══ Material for this task ══

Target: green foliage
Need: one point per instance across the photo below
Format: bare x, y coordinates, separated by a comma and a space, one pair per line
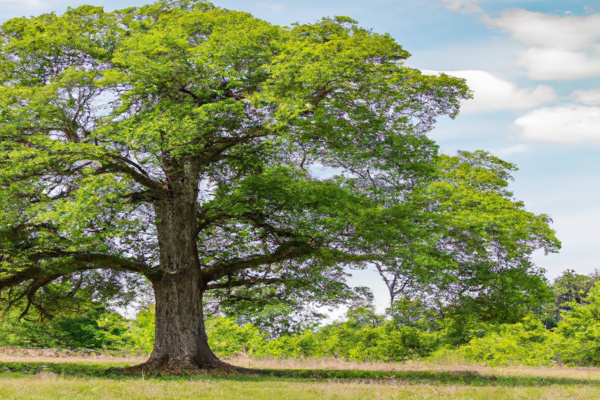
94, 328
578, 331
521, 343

═══
══ Material for this task ══

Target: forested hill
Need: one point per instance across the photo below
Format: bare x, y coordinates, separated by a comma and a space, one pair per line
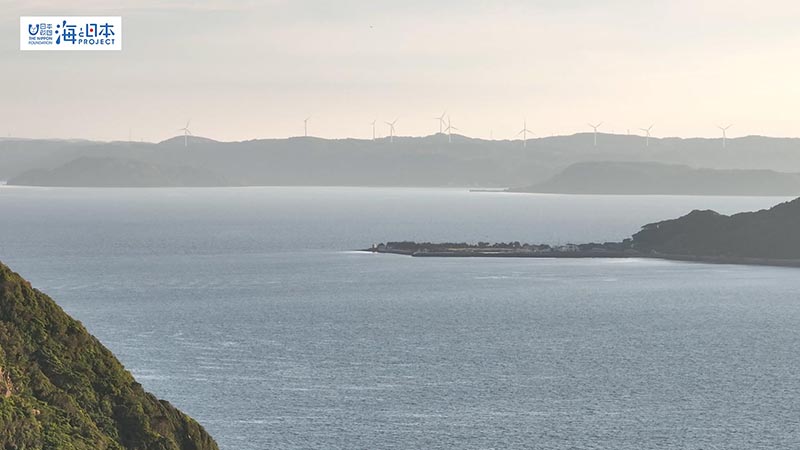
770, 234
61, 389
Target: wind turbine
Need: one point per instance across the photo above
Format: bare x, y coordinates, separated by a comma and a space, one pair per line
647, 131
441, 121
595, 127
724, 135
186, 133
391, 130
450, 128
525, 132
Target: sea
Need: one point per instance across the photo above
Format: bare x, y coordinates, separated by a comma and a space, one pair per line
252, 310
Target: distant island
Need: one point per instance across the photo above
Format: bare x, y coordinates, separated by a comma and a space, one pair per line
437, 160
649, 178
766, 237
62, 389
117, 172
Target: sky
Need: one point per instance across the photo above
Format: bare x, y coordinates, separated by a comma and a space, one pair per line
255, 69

═══
══ Material for this task ══

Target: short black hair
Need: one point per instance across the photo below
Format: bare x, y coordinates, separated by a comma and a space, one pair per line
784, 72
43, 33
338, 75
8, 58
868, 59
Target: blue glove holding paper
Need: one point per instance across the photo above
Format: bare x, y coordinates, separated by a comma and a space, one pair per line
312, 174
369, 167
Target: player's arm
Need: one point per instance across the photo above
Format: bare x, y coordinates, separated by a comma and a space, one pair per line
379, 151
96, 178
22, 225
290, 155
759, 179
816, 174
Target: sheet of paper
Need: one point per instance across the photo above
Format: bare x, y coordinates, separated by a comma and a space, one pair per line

═══

Only the lines above starting with the one with "Target: player's arm" and going through the one with "Target: sheet of paper" are to be copied, word for word and with both ends kept.

Output:
Target: player's arm
Need: one point per instance across the photo above
Format: bare x, y coordinates, separated by a comma and a space, one pair per line
379, 151
96, 178
22, 225
290, 155
759, 179
816, 174
Target: sheet of paper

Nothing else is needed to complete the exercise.